— BEGIN Stored rows —
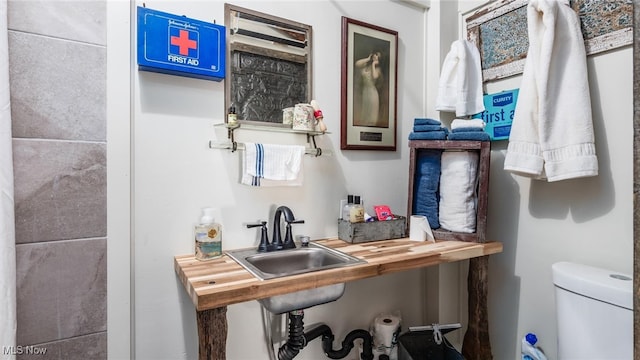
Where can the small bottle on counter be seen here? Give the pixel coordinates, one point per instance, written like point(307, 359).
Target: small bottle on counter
point(346, 214)
point(208, 236)
point(232, 116)
point(356, 211)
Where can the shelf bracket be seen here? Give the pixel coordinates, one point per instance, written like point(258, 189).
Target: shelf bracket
point(315, 147)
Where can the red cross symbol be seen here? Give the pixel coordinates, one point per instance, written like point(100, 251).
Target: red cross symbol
point(183, 42)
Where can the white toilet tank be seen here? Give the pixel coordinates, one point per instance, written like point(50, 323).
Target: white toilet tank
point(594, 309)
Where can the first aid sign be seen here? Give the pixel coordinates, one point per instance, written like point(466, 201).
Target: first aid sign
point(178, 45)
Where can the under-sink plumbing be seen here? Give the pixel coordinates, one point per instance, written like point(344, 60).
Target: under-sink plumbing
point(298, 339)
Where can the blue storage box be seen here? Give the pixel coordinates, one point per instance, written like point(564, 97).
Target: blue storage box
point(178, 45)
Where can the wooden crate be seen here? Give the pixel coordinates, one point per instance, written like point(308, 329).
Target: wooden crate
point(372, 231)
point(484, 149)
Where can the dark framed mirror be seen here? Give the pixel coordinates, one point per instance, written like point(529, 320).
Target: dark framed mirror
point(268, 65)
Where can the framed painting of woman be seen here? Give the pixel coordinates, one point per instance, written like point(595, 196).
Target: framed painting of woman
point(369, 95)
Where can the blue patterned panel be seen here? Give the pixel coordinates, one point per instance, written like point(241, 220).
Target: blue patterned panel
point(504, 39)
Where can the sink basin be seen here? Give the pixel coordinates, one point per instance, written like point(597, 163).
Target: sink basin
point(300, 260)
point(288, 262)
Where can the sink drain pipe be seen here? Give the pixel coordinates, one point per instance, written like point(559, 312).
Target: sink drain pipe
point(298, 339)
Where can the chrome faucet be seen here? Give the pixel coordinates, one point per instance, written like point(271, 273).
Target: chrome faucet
point(276, 239)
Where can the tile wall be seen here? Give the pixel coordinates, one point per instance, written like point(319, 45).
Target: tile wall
point(57, 61)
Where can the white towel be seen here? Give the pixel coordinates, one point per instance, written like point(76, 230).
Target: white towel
point(272, 165)
point(458, 197)
point(460, 85)
point(552, 132)
point(470, 123)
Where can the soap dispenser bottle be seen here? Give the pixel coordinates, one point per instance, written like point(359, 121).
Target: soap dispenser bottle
point(346, 209)
point(208, 236)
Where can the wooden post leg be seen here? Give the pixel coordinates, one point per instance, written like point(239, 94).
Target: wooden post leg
point(476, 344)
point(212, 334)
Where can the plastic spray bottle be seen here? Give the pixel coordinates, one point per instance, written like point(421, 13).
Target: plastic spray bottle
point(529, 349)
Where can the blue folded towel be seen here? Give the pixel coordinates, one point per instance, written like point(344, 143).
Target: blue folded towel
point(466, 129)
point(470, 135)
point(428, 135)
point(426, 183)
point(426, 121)
point(422, 128)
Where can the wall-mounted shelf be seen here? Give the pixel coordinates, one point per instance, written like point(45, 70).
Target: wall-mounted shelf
point(233, 145)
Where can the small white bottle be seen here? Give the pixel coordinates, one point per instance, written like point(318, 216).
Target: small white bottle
point(356, 211)
point(208, 236)
point(346, 214)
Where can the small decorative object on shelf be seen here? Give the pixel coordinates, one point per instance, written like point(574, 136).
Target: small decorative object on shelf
point(319, 116)
point(232, 116)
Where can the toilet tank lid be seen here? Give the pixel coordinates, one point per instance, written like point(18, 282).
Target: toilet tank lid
point(600, 284)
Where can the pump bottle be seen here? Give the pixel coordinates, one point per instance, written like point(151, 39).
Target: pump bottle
point(208, 236)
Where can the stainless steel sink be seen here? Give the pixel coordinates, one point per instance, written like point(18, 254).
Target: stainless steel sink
point(300, 260)
point(288, 262)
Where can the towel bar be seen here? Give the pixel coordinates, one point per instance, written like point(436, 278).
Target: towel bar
point(233, 146)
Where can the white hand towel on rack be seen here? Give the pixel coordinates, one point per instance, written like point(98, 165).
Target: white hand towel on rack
point(460, 85)
point(272, 165)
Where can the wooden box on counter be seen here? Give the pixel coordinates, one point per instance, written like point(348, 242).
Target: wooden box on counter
point(484, 149)
point(372, 231)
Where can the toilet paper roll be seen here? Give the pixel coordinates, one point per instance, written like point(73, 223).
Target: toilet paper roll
point(385, 331)
point(419, 229)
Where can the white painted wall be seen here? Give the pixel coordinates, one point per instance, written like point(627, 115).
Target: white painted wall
point(174, 174)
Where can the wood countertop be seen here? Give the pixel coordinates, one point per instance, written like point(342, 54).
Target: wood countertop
point(221, 282)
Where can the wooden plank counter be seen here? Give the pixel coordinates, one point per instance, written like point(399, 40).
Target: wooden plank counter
point(214, 284)
point(221, 282)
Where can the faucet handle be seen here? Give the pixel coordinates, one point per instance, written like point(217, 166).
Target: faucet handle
point(264, 237)
point(288, 237)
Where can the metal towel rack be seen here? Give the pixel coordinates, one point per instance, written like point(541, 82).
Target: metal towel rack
point(234, 145)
— END Stored rows —
* **Task brief**: Transcribe the listing in full and omit the pictures.

* **The reply**:
Where can the small bottle on counter be seen here? Give the pixel coordinates, one point per instance, written like point(307, 359).
Target: small bottle on counter
point(346, 214)
point(208, 236)
point(232, 116)
point(356, 211)
Where can the shelf bracket be seen here? Give the pixel coordinates, one point per instance, written like point(258, 189).
Target: shelf bracket
point(315, 147)
Where can the red cross symbol be seen here? Give the pixel coordinates, one point per instance, written like point(100, 251).
Target: red cross symbol
point(183, 42)
Where can the white toilet tank be seen here? Give the pixel coordinates, one point per instance, written like point(50, 323).
Target: white toilet tank
point(594, 309)
Where can the first aid sign be seen here? Give the pixel coordinates, one point per instance, written like point(466, 201).
Target: first aid sign
point(178, 45)
Where can the under-sink plumbing be seen here? Give the pixel coordinates, one point per instance, written like point(344, 60).
Target: under-sink plumbing
point(298, 339)
Where can the blue storage box be seen here? Give the pixel coordinates, one point per instance, written like point(564, 97).
Target: blue storage box
point(178, 45)
Where can the wooden crate be seen here? Give the pixel coordinates, one point per instance, written like point(308, 329).
Target: wooden crate
point(372, 231)
point(484, 149)
Where can the dark framed mirror be seen here? Give the pixel coordinates, one point per instance, written like point(529, 320).
Target: dark framed mirror
point(268, 65)
Where can the framed painting of woman be seen here? Give the pixel coordinates, one point per instance, written like point(595, 196).
Target: framed painting of woman
point(369, 95)
Where can the blue patterned panel be seen here? Give the pixel coordinates, one point per instance, written like point(241, 220).
Target: blue patterned panel
point(504, 39)
Where can the sink basin be seen here? Give the pixel coordinates, one point per instance, written like point(597, 163).
Target: sink basin
point(300, 260)
point(288, 262)
Where can the sink drain pipe be seen here? Give the pixel coordinates, one point per instance, written like point(559, 312).
Target: sink drain pipe
point(298, 339)
Where can the chrome faucet be seen here? Give the pixel coordinates, one point per instance, written like point(271, 273).
Target: chrome faucet
point(276, 239)
Where can the tile wall be seen here? Give the pixel coordinates, one point per instance, written like point(319, 45).
Target: tile wall
point(57, 61)
Where can the white towel be seen here? Give the pixel coordinates, one point per instance, written like point(76, 230).
Target: white towel
point(272, 165)
point(458, 197)
point(460, 85)
point(552, 132)
point(470, 123)
Where can the soap dispenser bottle be seen here? Give the pixel coordinates, one point per instance, written like point(359, 121).
Target: soap dispenser bottle
point(346, 209)
point(208, 236)
Where can the wooden post leg be seen here? Give the pixel coordinates, one point per instance, written like point(239, 94).
Target: wooden post leg
point(476, 344)
point(212, 334)
Where can the plastic spray bottle be seen here? Give the pixel coordinates, one point per instance, written like point(421, 13).
Target: plastic spray bottle
point(529, 349)
Where can the blue folded towel be seen here? Give the pixel coordinates, one point per instance, written like point(344, 143).
Target: blue folded towel
point(466, 129)
point(470, 135)
point(428, 135)
point(426, 183)
point(426, 121)
point(422, 128)
Where can the wall-mounted shelf be seen here? Give the pixel coordinates, one point per instance, written like point(45, 70).
Target: wall-mounted shelf
point(233, 145)
Where can the small white bottle be seen here? Give the pixel coordinates, one point per instance, written like point(318, 216).
Target: small white bottle
point(356, 211)
point(208, 236)
point(346, 214)
Where can the small decorative object on shelf be seen here? Give the pixel coordinates, one point per instance, written like point(574, 136).
Target: small decorative object on shelf
point(319, 116)
point(232, 116)
Where can the toilet tank lid be seen here? Give the pixel coordinates, one point per instance, written like point(18, 282).
Target: toilet tank lid
point(600, 284)
Where can the pump bottle be seen here? Give the pixel coordinates, one point per instance, written like point(151, 39).
Target: pump bottle
point(208, 236)
Where can the stainless steel sink be seen here? Give the pixel coordinates, one point per instance, written like point(18, 254).
Target: stainless steel sink
point(300, 260)
point(288, 262)
Where can the towel bar be seen here? Give the pixel coordinates, one point per instance, written like point(436, 278).
Target: towel bar
point(233, 146)
Where can the white hand towel on rack be seen here? Give the pixel coordinates, one point per instance, written like point(98, 165).
Target: white hand towel on rack
point(460, 85)
point(272, 165)
Where can the wooden box on counter be seen here? Give the pixel coordinates, one point per instance, written like point(348, 242).
Target: wooden box on counter
point(484, 149)
point(372, 231)
Where can the toilet paper roll be seen here? Give the pixel coordinates, one point per instance, written like point(73, 223).
Target: toilet paper roll
point(385, 331)
point(419, 229)
Where can the white painted wall be seen here? Give the pixel coordinates, one point per instance, written like point(627, 115).
Target: white painted wall
point(174, 174)
Where can the wood countertop be seen here? Give the pixel coordinates, one point per instance, written like point(342, 54).
Target: wood countertop
point(221, 282)
Where can the wooden plank counter be seen here? Give the pixel coordinates, one point per instance, written like point(399, 40).
Target: wooden plank counter
point(214, 284)
point(221, 282)
Where can the faucet handle be seen here? Give the pixel coordinates, one point per instance, written like point(217, 166).
Target: faucet handle
point(264, 237)
point(288, 237)
Where can the metal towel rack be seen here? Give the pixel coordinates, one point per instance, written like point(541, 82).
Target: metal towel rack
point(234, 145)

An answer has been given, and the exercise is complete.